I created another script to look through the resulting dataset one by one and display to user. then based on human QC checking (keyboard input), move to good/bad folder.
I’m a bit stuck to make it better though, as it requires a little more programming. But i plan to in the future:
-identify overlapping characters
-allow user to remove / edit single characters (and have the yolo file update automatically)
-close the displayed images, and bring terminal back into foreground.
-make font nicer to read

#QC_AutoYoloResults_v20210713.py
#created by u\shallowstack for the purpose of:  checking the YOLO autolabeling performed using a deepstack custom model for OCR.  
#the program displays the results and allows for human checking, before adding any (good) results to a directory (incorporate with original model training dataset)

# before running this code, adjust the directory variables in the code to match your filesystem.
# There should also be a collection of cropped images (lisence plates) and yolo files (.txt) with the same filenames inside the input_directory to process.  

import requests
import os
import PIL
import sys
import shutil
#import pywinauto
#import win32gui

# Importing Image class from PIL module 
from PIL import Image, ImageDraw, ImageFont, ImageShow

#from pywinauto import Application

def get_xnum_pixels(filepath):
    width, height = Image.open(filepath).size
    return width
#get # of y pixels for yolo file conversion from pixel # to %
def get_ynum_pixels(filepath):
    width, height = Image.open(filepath).size
    return height

input_directory = 'C:\\Users\\BlueIrisServer\\Desktop\\AutoTrain'                          #where large dataset of cropped plates live
output_directory_GOOD = 'C:\\Users\\BlueIrisServer\\Desktop\\AutoTrain\\GOOD'               #where we will save the GOOD yolo results to for future training
output_directory_BAD = 'C:\\Users\\BlueIrisServer\\Desktop\\AutoTrain\\BAD'                 #where we will save the BAD yolo results to dispose of or adjust
output_logfile = 'C:\\Users\\BlueIrisServer\\Desktop\\logfile.txt'            #where python will save the log file
anno_output_directory_GOOD = 'C:\\Users\\BlueIrisServer\\Desktop\\AutoTrain\\Annotations_GOOD'               #where we will save the GOOD yolo results to for future training
anno_output_directory_BAD = 'C:\\Users\\BlueIrisServer\\Desktop\\AutoTrain\\Annotations_BAD'

#change this file pointer to whereever your YOLO class file is.  it will sync up the character labels with the class numbering scheme
classYoloFilename = 'C:\\Users\\BlueIrisServer\\Desktop\\classes.txt'

#reads class file, and puts into a list to be searched every time a label is given, with the index value of the list returned so it can be written to the YOLO file.
classLabels = tuple(open(classYoloFilename).read().split('\n')) 
print(classLabels)        

#cleanup variables before run, just in case
pos = [0]
pos.clear()
ALL_CHAR = [""]
ALL_CHAR.clear()
YoloLabelFilepath = ""

DATA SUPPLIED =>
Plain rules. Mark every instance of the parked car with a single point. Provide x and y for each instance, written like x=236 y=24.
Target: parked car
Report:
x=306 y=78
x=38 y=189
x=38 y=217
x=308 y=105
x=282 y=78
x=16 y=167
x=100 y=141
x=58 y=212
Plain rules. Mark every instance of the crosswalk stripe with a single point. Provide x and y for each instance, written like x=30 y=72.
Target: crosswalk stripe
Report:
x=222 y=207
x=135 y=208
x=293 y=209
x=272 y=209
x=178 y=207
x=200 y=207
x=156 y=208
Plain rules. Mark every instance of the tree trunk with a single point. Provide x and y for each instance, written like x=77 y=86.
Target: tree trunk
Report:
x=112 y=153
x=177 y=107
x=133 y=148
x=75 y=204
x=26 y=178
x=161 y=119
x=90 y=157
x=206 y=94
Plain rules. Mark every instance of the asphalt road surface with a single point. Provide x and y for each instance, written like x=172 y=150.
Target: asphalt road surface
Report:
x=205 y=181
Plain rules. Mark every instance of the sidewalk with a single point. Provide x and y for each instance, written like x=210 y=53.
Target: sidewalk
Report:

TASK LIST =>
a - Reproduce the section of the post about the QC script starting at "-close the displayed" and ending at "model for OCR.".
b - In the post about the QC script, what kind of input does the human QC checking use to decide whether a result goes to the good or bad folder?
c - For each statement, say whether it agrees with the post about the QC script, answering yes or no and quoting the deciding words.
(i) The script already lets the user remove or edit single characters.
(ii) Results sent to the BAD directory are meant to be disposed of or adjusted.
(iii) The yolo files in the input directory should have the same filenames as the cropped images.

SOLUTIONS FOR EACH TASK =>
a -
-close the displayed images, and bring terminal back into foreground.
-make font nicer to read

#QC_AutoYoloResults_v20210713.py
#created by u\shallowstack for the purpose of:  checking the YOLO autolabeling performed using a deepstack custom model for OCR.

b - Keyboard input.

c -
(i) No: "But i plan to in the future:" followed by "-allow user to remove / edit single characters (and have the yolo file update automatically)"
(ii) Yes: "where we will save the BAD yolo results to dispose of or adjust"
(iii) Yes: "yolo files (.txt) with the same filenames inside the input_directory to process"